▶ WORK REQUIRED
Copy each line of the listing below exactly.

▶ EXTRACTED INFORMATION
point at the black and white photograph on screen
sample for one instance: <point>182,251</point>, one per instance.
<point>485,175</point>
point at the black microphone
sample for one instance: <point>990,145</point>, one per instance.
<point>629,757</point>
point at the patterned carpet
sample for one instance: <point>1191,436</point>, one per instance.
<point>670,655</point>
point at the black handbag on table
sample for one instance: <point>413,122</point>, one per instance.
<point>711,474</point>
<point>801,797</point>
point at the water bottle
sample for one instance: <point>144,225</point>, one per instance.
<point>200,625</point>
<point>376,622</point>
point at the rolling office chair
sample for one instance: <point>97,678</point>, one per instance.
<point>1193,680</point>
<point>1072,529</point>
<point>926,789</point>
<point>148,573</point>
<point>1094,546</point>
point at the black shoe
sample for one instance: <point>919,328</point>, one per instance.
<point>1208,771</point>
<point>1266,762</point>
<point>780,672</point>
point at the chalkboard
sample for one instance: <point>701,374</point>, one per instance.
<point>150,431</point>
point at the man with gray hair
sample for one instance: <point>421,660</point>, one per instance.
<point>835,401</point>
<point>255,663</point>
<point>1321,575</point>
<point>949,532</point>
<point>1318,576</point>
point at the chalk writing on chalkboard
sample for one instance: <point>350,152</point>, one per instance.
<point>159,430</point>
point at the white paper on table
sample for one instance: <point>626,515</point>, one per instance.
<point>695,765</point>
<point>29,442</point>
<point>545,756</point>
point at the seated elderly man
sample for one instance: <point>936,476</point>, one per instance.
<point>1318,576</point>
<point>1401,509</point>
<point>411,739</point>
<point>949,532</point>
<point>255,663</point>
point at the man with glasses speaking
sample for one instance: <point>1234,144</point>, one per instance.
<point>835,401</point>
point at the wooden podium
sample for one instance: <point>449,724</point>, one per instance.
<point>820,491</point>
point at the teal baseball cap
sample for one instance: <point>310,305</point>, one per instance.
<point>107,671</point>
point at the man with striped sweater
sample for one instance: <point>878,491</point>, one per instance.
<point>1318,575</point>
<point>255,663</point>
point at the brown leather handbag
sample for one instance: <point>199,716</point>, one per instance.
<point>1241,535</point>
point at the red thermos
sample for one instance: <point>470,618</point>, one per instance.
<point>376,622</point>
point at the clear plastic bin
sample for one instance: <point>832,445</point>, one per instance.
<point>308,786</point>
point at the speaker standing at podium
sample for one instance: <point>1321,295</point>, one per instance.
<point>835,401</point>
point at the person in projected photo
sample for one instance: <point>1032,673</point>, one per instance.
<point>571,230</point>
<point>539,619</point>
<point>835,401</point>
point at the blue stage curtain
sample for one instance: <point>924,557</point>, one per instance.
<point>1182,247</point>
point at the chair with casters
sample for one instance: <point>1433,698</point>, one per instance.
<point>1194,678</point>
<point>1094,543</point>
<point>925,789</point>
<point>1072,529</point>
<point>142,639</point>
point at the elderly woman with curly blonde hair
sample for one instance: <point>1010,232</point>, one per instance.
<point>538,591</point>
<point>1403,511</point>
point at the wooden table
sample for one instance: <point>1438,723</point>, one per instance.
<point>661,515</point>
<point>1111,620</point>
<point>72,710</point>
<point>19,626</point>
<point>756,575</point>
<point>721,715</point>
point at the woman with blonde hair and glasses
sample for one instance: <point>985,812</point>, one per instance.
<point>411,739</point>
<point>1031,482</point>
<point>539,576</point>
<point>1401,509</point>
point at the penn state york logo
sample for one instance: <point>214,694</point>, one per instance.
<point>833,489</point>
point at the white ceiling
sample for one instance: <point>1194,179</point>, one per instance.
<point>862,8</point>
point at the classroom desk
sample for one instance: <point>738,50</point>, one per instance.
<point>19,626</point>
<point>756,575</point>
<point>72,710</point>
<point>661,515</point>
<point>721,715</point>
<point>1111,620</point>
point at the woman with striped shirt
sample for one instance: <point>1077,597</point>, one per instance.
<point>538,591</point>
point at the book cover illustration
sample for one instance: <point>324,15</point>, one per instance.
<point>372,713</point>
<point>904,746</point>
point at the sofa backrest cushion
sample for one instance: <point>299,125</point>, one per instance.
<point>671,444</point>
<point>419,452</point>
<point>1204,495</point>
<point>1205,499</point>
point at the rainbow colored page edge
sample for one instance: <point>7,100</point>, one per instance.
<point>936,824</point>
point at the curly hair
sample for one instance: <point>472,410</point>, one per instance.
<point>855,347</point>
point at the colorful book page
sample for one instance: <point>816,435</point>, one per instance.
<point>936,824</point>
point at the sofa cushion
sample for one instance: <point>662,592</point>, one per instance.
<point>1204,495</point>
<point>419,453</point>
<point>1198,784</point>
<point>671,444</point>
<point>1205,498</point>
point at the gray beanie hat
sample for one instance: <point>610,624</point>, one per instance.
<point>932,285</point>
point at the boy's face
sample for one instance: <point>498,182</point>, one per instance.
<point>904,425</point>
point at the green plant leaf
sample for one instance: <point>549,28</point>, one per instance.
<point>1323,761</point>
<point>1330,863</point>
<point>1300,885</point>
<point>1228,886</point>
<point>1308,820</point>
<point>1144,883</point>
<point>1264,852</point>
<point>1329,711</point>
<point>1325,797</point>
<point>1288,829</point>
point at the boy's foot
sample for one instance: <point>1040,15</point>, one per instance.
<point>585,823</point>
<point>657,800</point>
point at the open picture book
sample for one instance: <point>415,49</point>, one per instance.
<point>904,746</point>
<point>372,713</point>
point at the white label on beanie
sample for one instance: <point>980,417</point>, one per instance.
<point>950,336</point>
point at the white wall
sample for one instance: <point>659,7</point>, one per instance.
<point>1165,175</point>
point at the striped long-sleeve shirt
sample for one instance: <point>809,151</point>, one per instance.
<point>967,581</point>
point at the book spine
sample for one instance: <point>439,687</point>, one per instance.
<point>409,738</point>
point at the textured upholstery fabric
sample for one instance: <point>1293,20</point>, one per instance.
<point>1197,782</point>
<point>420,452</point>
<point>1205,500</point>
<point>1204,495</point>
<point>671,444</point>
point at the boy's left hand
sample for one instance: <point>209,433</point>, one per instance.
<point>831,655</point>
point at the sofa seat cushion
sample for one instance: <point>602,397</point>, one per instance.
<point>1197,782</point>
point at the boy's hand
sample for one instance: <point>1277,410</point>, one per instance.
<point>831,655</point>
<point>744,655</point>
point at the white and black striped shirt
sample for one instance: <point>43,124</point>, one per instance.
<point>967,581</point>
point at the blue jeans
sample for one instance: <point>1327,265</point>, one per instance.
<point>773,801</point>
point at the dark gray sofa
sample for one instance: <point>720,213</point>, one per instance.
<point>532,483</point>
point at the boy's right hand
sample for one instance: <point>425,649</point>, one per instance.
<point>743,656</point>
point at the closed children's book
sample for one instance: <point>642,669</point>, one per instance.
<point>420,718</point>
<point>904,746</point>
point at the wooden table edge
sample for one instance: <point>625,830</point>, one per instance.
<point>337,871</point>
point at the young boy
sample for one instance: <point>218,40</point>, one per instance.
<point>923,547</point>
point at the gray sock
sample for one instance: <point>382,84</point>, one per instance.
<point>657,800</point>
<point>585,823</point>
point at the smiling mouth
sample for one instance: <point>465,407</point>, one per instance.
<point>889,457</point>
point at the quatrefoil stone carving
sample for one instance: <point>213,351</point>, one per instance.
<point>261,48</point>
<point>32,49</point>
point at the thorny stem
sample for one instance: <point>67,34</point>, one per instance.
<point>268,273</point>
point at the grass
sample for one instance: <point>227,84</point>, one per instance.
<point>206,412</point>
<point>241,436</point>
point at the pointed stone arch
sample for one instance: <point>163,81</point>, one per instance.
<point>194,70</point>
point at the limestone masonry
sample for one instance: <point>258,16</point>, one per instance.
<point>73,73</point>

▶ COMPLETE ANSWER
point at the black and white photograph on screen
sample for one instance: <point>182,251</point>, one per instance.
<point>485,175</point>
point at the black microphone
sample for one instance: <point>990,145</point>, one per instance.
<point>629,757</point>
point at the patterned carpet
sample for one instance: <point>1191,436</point>, one per instance.
<point>670,655</point>
point at the black handbag on table
sample for one instance: <point>413,122</point>, one per instance.
<point>711,474</point>
<point>801,797</point>
point at the water bottle
sample for one instance: <point>144,225</point>, one per instance.
<point>200,625</point>
<point>376,622</point>
point at the rolling office chair
sample for one instance: <point>97,678</point>, one per instance.
<point>1193,680</point>
<point>1072,529</point>
<point>926,789</point>
<point>148,573</point>
<point>1094,546</point>
point at the black shoe
sample for one instance: <point>919,328</point>, one per instance.
<point>1208,771</point>
<point>1266,762</point>
<point>780,672</point>
point at the chalkboard
sample for one instance: <point>701,374</point>, one per instance.
<point>150,431</point>
point at the man with gray hair
sample for one instance: <point>421,660</point>, one per instance.
<point>835,401</point>
<point>255,663</point>
<point>1321,575</point>
<point>949,532</point>
<point>1318,576</point>
point at the chalk writing on chalkboard
sample for one instance: <point>350,152</point>, one per instance.
<point>159,430</point>
point at the white paper on table
sample for one instance: <point>626,515</point>, one per instance.
<point>695,765</point>
<point>29,442</point>
<point>545,756</point>
point at the seated elderly man
sample for one instance: <point>936,476</point>, one per instance.
<point>1318,576</point>
<point>1401,509</point>
<point>411,739</point>
<point>949,532</point>
<point>255,663</point>
point at the man with glasses speaking
sample for one instance: <point>1234,144</point>, one per instance.
<point>835,401</point>
point at the wooden podium
sample for one instance: <point>449,724</point>, one per instance.
<point>820,491</point>
point at the teal baseball cap
sample for one instance: <point>310,305</point>, one per instance.
<point>107,671</point>
point at the man with striped sweater
sample for one instance: <point>878,491</point>, one per instance.
<point>1318,575</point>
<point>255,663</point>
point at the brown leather handbag
sample for one instance: <point>199,716</point>, one per instance.
<point>1241,535</point>
point at the red thermos
sample for one instance: <point>470,618</point>, one per instance.
<point>376,622</point>
point at the clear plastic bin
sample for one instance: <point>832,445</point>, one per instance.
<point>308,786</point>
point at the speaker standing at podium
sample for one instance: <point>1321,295</point>, one per instance.
<point>835,401</point>
point at the person in projected photo
sample for one instance: <point>1032,673</point>, one per instance.
<point>571,230</point>
<point>539,619</point>
<point>835,401</point>
point at the blue stage curtain
sample for one instance: <point>924,557</point>, one per instance.
<point>1182,247</point>
point at the chair with casters
sample for one instance: <point>1433,698</point>, one per instance.
<point>1194,678</point>
<point>1094,543</point>
<point>925,789</point>
<point>1072,529</point>
<point>142,639</point>
point at the elderly woman with curly blonde hair
sample for one instance: <point>1010,232</point>, one per instance.
<point>538,591</point>
<point>1403,511</point>
point at the wooden table
sample for one instance: <point>1438,723</point>, one per instance.
<point>661,515</point>
<point>1111,620</point>
<point>72,710</point>
<point>19,626</point>
<point>756,575</point>
<point>721,715</point>
point at the woman with blonde hair and glasses
sample for one instance: <point>985,812</point>, one per instance.
<point>411,739</point>
<point>1031,482</point>
<point>539,576</point>
<point>1401,509</point>
point at the penn state york logo
sample for one instance: <point>214,694</point>, one per instance.
<point>833,489</point>
point at the white ceiling
sample for one instance: <point>1194,179</point>, one per instance.
<point>862,8</point>
point at the classroom desk
sample for one instance: <point>738,50</point>, one per instance.
<point>19,626</point>
<point>756,575</point>
<point>72,710</point>
<point>661,515</point>
<point>721,715</point>
<point>1111,620</point>
point at the woman with striped shirt
sample for one instance: <point>1077,597</point>, one per instance.
<point>538,591</point>
point at the book cover illustration
sample for one instance: <point>324,15</point>, one per instance.
<point>372,713</point>
<point>904,746</point>
point at the sofa backrest cushion
sample for one instance: <point>299,125</point>, one per instance.
<point>671,444</point>
<point>419,452</point>
<point>1204,495</point>
<point>1205,499</point>
point at the rainbow colored page edge
sample for one instance: <point>7,100</point>, one per instance.
<point>936,824</point>
point at the curly hair
sample for one instance: <point>472,410</point>, one per instance.
<point>855,347</point>
point at the colorful book page
sample for one instance: <point>816,435</point>, one per instance.
<point>936,824</point>
point at the sofa cushion
sample for one instance: <point>662,592</point>, one per instance.
<point>1204,495</point>
<point>419,453</point>
<point>1198,784</point>
<point>671,444</point>
<point>1205,498</point>
point at the gray beanie hat
sample for one instance: <point>610,624</point>, one per instance.
<point>932,285</point>
point at the boy's face
sample for one instance: <point>498,182</point>, one per instance.
<point>904,425</point>
point at the green plant leaf
sample for one instance: <point>549,28</point>, one per instance.
<point>1323,761</point>
<point>1330,863</point>
<point>1300,885</point>
<point>1228,886</point>
<point>1308,820</point>
<point>1144,883</point>
<point>1264,852</point>
<point>1329,711</point>
<point>1325,797</point>
<point>1288,829</point>
point at the boy's foot
sample for one instance: <point>1040,15</point>, one per instance.
<point>585,823</point>
<point>657,800</point>
point at the open picture book
sample for one instance: <point>415,49</point>, one per instance.
<point>904,746</point>
<point>372,713</point>
point at the white label on beanie
sample for one instance: <point>980,417</point>, one per instance.
<point>950,336</point>
point at the white wall
sample for one instance: <point>659,7</point>, one per instance.
<point>1165,175</point>
point at the striped long-sleeve shirt
sample for one instance: <point>809,151</point>, one per instance.
<point>967,581</point>
point at the book spine
sample for one instance: <point>439,687</point>, one per instance.
<point>409,738</point>
point at the textured upholstery fabric
sample for one instance: <point>1293,20</point>, one per instance.
<point>1197,782</point>
<point>420,452</point>
<point>1205,500</point>
<point>1204,495</point>
<point>671,444</point>
point at the boy's left hand
sample for one instance: <point>209,433</point>, one per instance.
<point>831,655</point>
point at the sofa seat cushion
sample for one instance: <point>602,397</point>, one per instance.
<point>1197,782</point>
point at the boy's hand
sample for one instance: <point>1277,410</point>, one per instance.
<point>831,655</point>
<point>744,655</point>
point at the white and black striped shirt
sample for one instance: <point>43,124</point>, one per instance.
<point>967,581</point>
point at the blue jeans
sample for one instance: <point>1327,265</point>, one per instance.
<point>773,801</point>
point at the dark gray sofa
sample for one instance: <point>720,213</point>, one per instance.
<point>532,483</point>
point at the boy's right hand
sample for one instance: <point>425,649</point>, one per instance.
<point>743,656</point>
point at the closed children's book
sample for one instance: <point>642,669</point>, one per instance.
<point>420,718</point>
<point>904,746</point>
point at the wooden table edge
sample for one instance: <point>625,830</point>, one per instance.
<point>337,871</point>
point at the young boy
sample for one instance: <point>218,40</point>, one per instance.
<point>923,547</point>
point at the gray sock
sample for one instance: <point>382,84</point>, one per instance.
<point>657,800</point>
<point>585,823</point>
point at the smiling mouth
sample for one instance: <point>465,407</point>, one per instance.
<point>889,457</point>
point at the quatrefoil stone carving
sample for one instance: <point>213,351</point>, one per instance.
<point>261,48</point>
<point>32,49</point>
point at the thorny stem
sample for one instance: <point>67,34</point>, one per instance.
<point>268,273</point>
point at the grass
sample for one instance: <point>227,84</point>, one per instance.
<point>206,412</point>
<point>241,436</point>
point at the pointed stone arch
sample for one instance: <point>163,81</point>, one per instance.
<point>194,70</point>
point at the limestone masonry
sample for one instance: <point>258,16</point>, one per instance.
<point>73,73</point>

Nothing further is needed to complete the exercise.